Problem to solve: Set out every one of the records below as a numbered list, dropping any blank lines and leaving out the pictures.

Extracted material:
** start **

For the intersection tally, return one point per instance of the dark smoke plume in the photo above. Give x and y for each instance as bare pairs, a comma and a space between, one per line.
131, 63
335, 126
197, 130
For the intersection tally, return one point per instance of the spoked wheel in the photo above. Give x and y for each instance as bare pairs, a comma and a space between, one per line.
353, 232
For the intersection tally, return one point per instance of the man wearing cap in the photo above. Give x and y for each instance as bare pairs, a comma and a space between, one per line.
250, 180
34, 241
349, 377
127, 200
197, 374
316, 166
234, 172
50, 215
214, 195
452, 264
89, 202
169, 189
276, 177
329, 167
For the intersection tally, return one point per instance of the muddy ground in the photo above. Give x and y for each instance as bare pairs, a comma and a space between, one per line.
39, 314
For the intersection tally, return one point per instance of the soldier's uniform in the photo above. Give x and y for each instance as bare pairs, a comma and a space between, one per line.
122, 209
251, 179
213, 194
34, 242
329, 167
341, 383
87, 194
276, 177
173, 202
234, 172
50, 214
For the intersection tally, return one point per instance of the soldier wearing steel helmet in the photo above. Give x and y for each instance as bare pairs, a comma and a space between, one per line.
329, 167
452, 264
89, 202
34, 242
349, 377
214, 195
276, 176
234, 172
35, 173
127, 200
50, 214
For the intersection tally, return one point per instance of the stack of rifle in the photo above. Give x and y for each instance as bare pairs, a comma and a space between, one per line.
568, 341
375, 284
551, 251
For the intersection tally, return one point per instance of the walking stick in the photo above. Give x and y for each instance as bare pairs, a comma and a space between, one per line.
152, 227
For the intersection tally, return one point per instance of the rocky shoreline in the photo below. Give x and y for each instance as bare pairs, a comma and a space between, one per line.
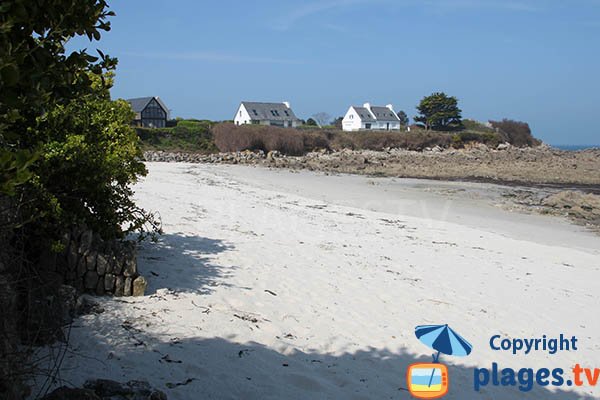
544, 180
541, 165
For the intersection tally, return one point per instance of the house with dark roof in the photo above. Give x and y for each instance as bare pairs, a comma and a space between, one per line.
274, 114
370, 117
150, 112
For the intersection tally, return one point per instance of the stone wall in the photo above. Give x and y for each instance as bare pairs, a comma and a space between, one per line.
100, 267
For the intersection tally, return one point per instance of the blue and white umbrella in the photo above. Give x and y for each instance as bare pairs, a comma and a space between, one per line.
443, 339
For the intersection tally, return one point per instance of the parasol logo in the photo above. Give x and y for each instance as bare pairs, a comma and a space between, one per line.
431, 380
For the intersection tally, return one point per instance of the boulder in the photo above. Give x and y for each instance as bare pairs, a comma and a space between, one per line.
139, 286
90, 260
119, 286
109, 282
127, 286
90, 280
101, 264
130, 266
100, 286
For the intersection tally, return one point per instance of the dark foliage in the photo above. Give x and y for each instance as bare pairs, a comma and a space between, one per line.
439, 112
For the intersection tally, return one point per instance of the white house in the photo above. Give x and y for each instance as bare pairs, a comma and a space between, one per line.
370, 117
274, 114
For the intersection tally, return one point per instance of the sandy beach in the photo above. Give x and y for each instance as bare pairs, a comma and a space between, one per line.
272, 284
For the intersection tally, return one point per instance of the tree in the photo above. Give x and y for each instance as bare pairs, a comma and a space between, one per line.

** end **

Worked solution:
1. For the intersection tally, return one point per instance of the dark smoke plume in the photo above. Give x and y for each instance as bare pairs, a comma and a space between, one per line.
2. 131, 63
3. 335, 126
4. 197, 130
5. For the intersection tally, return one point per instance of the spoked wheel in the photo above. Give x and y for each instance as bare pairs, a comma and a space between, one per line.
6. 353, 232
7. For the intersection tally, return one point per instance of the man wearing cap in the photo above. Give x and y for each instance as bare pairs, a comma and a space between, one per line.
8. 250, 180
9. 34, 241
10. 349, 377
11. 127, 200
12. 197, 374
13. 316, 166
14. 234, 172
15. 50, 215
16. 214, 195
17. 452, 264
18. 89, 202
19. 169, 189
20. 276, 177
21. 329, 167
22. For the intersection tally, return one point per instance of the muddy ground in the photo above. Give x and y for each instance as bare pairs, a comma and a space between, one per line.
23. 39, 314
24. For the intersection tally, return one point per instance of the soldier's uniform in the photo above. Give x and y for each instance as bare pairs, a comma and a space between, one per line.
25. 122, 209
26. 251, 179
27. 213, 194
28. 34, 242
29. 329, 167
30. 341, 383
31. 87, 194
32. 276, 177
33. 173, 202
34. 234, 172
35. 50, 214
36. For the intersection tally, return one point per instance of the soldier wearing steel helmet in the photo above. Give x and y for each instance as bare pairs, a comma and a space between, one per line.
37. 329, 167
38. 452, 264
39. 89, 202
40. 34, 242
41. 349, 377
42. 214, 195
43. 276, 176
44. 234, 172
45. 35, 173
46. 127, 200
47. 50, 214
48. For the intersection tally, return one point per instance of the stack of rifle in the photo above. Give x and y for each instance as bare pairs, a comma and a space between, one per line.
49. 568, 341
50. 375, 284
51. 551, 251
52. For the intersection tally, return one point per instance of the walking stick in the photo above. Give x and y for each instance as bare pairs, a comma and a space between, one per line.
53. 152, 227
54. For the intersection tally, return one point per instance of the rocky shoreline in the photo below. Give x and y for each instance as bare pairs, a comma and a space between, one per line.
55. 544, 180
56. 541, 165
57. For the intersection tally, return one point per instance of the house with dark roof in the photo above. Give x and y for each instance as bare pairs, a comma and a space between, one per line.
58. 274, 114
59. 370, 117
60. 150, 112
61. For the intersection tally, return one point per instance of the stone wall in the photo above. Give x and y for each instance as bare pairs, a comma and a space between, one per line.
62. 100, 267
63. For the intersection tally, return one point per instance of the blue and white umbrella in the photo above. Give x and y for each instance as bare pairs, a comma and a space between, one per line.
64. 443, 339
65. For the intersection tally, return one point per instance of the parasol logo in the photo above. Give x and y for each instance as bare pairs, a comma and a space between, one per line.
66. 431, 380
67. For the intersection tally, return one point per instance of the boulder in the photo above. Give x and y for each instance as bare pairs, a comma and a space between, one per line.
68. 139, 286
69. 90, 260
70. 119, 286
71. 109, 282
72. 127, 286
73. 90, 280
74. 101, 264
75. 130, 266
76. 100, 286
77. For the intersection tally, return one point per instance of the dark foliage in the photo above. Give x and y for each instance as bare pairs, a comma and a space between, one per line.
78. 439, 112
79. For the intersection tally, return one point per instance of the white house in the photo above. Give x and y for each instance as bare pairs, a comma and a space between, one per line.
80. 370, 117
81. 274, 114
82. For the intersection tally, return one point per instance of the sandy beach in the photo above. Give x and y for each instance as bare pairs, a comma and a space between, one per line.
83. 272, 284
84. For the intersection tally, return one point per instance of the tree in the photo above. Give x and y for each instance as bare pairs, a comma and a space between, one per line.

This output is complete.